[THE DATA]
□ □ □

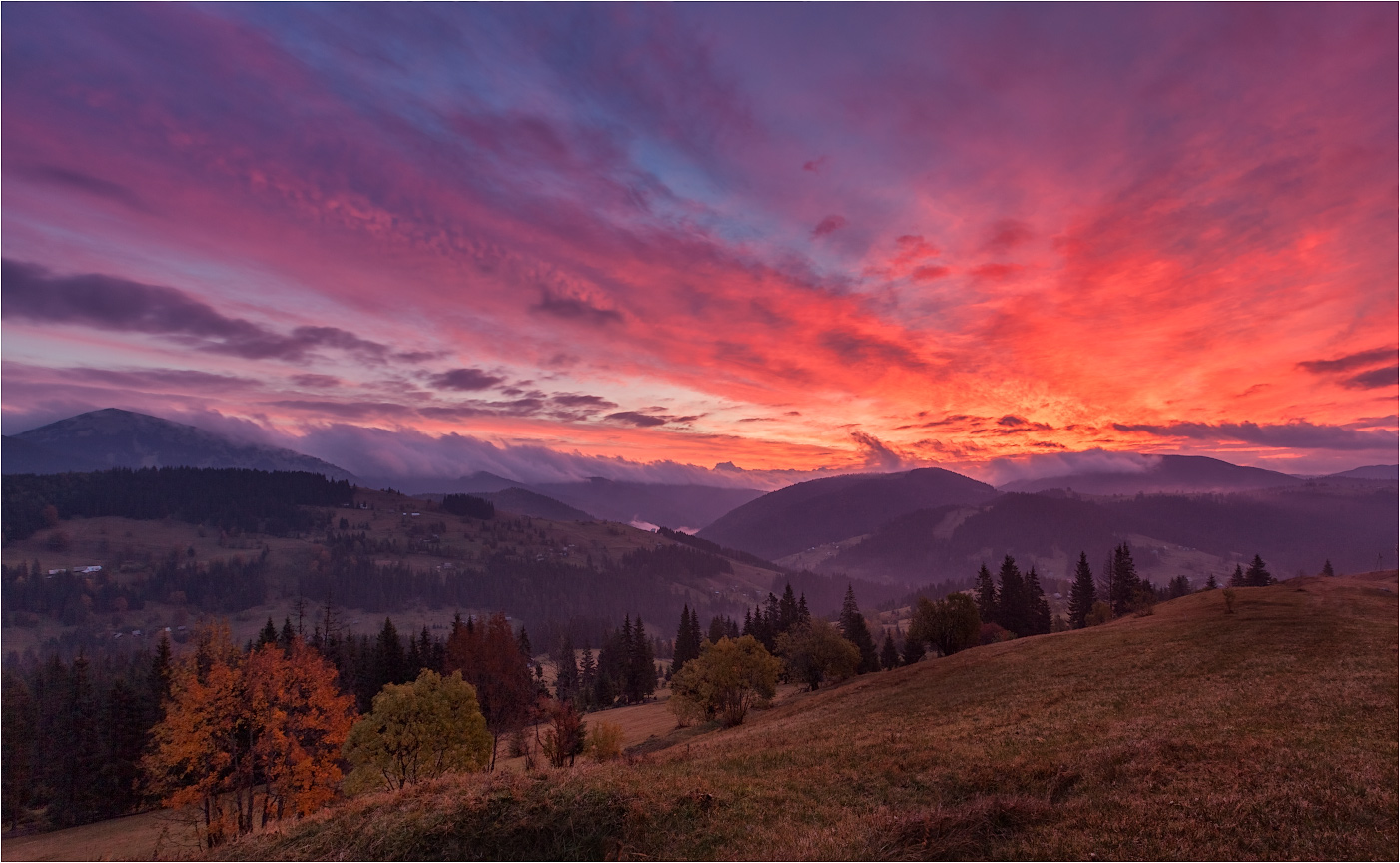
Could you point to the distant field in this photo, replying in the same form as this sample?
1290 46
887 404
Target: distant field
1270 733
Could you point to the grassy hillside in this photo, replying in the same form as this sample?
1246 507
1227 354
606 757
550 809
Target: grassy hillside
1267 733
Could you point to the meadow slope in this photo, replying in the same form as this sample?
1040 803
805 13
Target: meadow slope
1268 733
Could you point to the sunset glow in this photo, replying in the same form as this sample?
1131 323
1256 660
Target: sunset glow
424 239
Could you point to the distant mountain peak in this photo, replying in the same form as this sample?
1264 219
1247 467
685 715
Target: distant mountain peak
114 437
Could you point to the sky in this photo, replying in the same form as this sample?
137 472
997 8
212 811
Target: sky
731 244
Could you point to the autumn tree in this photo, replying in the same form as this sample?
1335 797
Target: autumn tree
817 651
566 734
490 660
254 731
948 625
727 679
416 731
889 653
856 630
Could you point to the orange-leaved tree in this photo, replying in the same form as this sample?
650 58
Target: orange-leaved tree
260 731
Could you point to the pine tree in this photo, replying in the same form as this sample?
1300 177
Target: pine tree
1123 581
1238 578
913 650
641 665
1013 605
1257 576
888 653
1037 605
986 595
1082 594
688 640
856 630
566 681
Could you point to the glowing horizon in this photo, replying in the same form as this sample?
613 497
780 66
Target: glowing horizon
787 239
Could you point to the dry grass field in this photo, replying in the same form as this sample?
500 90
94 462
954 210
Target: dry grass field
1268 733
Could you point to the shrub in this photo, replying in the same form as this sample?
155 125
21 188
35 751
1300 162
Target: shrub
725 681
1102 612
817 651
605 741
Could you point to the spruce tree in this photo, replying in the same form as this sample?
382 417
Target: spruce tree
1037 605
913 650
986 595
1257 576
856 632
1013 607
1123 583
1082 595
888 653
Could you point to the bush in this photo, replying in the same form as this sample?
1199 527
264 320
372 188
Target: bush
1102 612
725 681
605 741
818 651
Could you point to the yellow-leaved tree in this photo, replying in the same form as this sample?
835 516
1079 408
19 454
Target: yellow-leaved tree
416 731
260 731
725 681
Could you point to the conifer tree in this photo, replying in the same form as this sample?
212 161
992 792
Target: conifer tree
1037 605
856 632
986 595
913 650
688 640
1257 574
1082 594
1238 578
566 681
1013 605
1123 581
888 653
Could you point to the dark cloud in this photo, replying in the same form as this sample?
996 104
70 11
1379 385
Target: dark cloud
86 183
826 226
30 292
996 272
1018 424
929 272
1374 379
1296 434
857 348
574 400
877 454
1351 361
316 380
465 379
637 420
1007 233
574 309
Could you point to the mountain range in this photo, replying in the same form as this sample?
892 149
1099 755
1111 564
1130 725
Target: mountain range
101 440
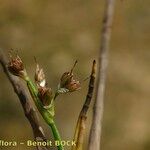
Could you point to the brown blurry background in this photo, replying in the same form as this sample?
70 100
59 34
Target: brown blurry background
58 33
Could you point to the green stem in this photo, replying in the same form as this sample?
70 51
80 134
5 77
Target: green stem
46 114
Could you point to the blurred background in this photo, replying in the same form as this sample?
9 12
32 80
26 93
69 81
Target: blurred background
58 33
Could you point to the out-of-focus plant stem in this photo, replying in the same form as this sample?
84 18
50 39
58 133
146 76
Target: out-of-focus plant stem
81 123
95 133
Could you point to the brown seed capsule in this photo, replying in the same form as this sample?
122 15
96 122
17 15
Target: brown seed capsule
16 67
67 81
73 86
40 76
45 95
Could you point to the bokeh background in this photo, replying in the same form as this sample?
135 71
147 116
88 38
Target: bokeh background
58 33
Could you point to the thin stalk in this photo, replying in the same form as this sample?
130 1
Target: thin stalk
95 133
81 123
47 115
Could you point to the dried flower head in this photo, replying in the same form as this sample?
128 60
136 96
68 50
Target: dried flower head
68 83
45 95
16 67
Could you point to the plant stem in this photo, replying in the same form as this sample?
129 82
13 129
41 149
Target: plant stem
46 114
95 133
56 135
81 123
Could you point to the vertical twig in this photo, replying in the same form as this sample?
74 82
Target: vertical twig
95 133
80 127
29 110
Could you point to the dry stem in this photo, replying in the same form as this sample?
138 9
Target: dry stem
95 133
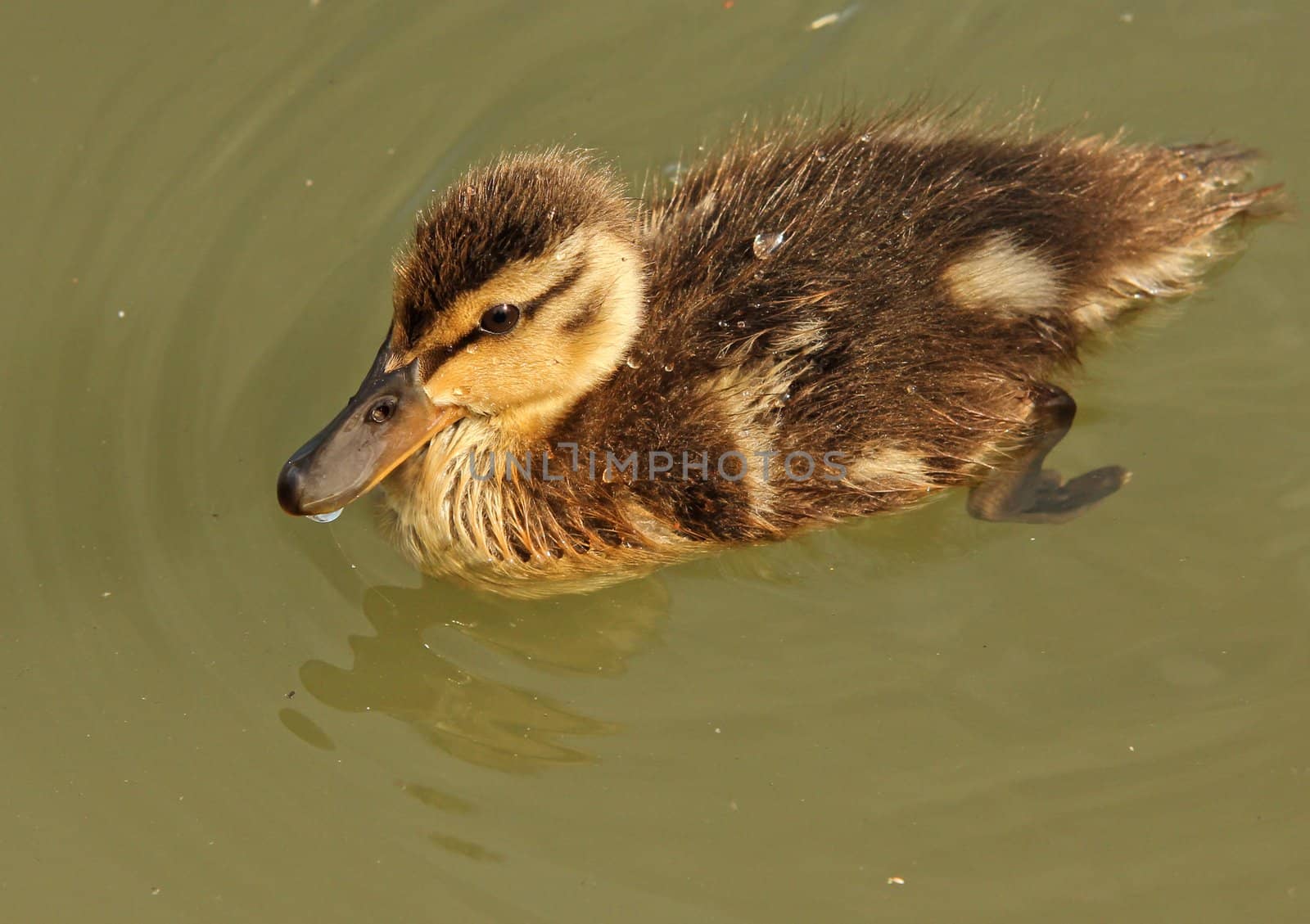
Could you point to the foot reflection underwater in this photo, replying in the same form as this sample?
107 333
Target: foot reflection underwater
400 673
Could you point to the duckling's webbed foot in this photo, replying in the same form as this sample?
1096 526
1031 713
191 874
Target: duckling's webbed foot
1022 491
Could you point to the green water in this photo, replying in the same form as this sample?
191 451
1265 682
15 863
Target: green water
214 712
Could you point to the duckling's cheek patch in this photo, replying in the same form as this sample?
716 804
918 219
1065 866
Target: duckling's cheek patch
1002 277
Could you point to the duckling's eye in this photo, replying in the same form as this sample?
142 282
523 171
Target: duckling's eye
499 318
382 411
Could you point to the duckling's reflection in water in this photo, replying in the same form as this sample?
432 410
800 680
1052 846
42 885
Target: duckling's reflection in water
399 672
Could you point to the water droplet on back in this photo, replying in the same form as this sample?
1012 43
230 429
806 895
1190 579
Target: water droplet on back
766 242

□ □ □

[TASK TO COMPLETE]
Nothing should be returned except the lines from the one holding "Target: duckling's cheek patch" through the final line of the listing, exactly as they appear.

[WRITTEN ANSWER]
Target: duckling's cheek patch
1002 277
Could you point to the duckling's eye in this photo, replying in the same form as this sample?
142 282
523 171
Target: duckling's eye
499 318
382 411
Could you point to the duckling's reflection in water in this photo, replying in the same form as this sample?
432 410
800 680
1052 846
42 885
Target: duckling's reflection in water
399 672
Could you point to the water droplet on back in this photo, replying in the same form as this sample?
1012 43
230 429
806 895
1190 579
Target: water droplet on back
766 242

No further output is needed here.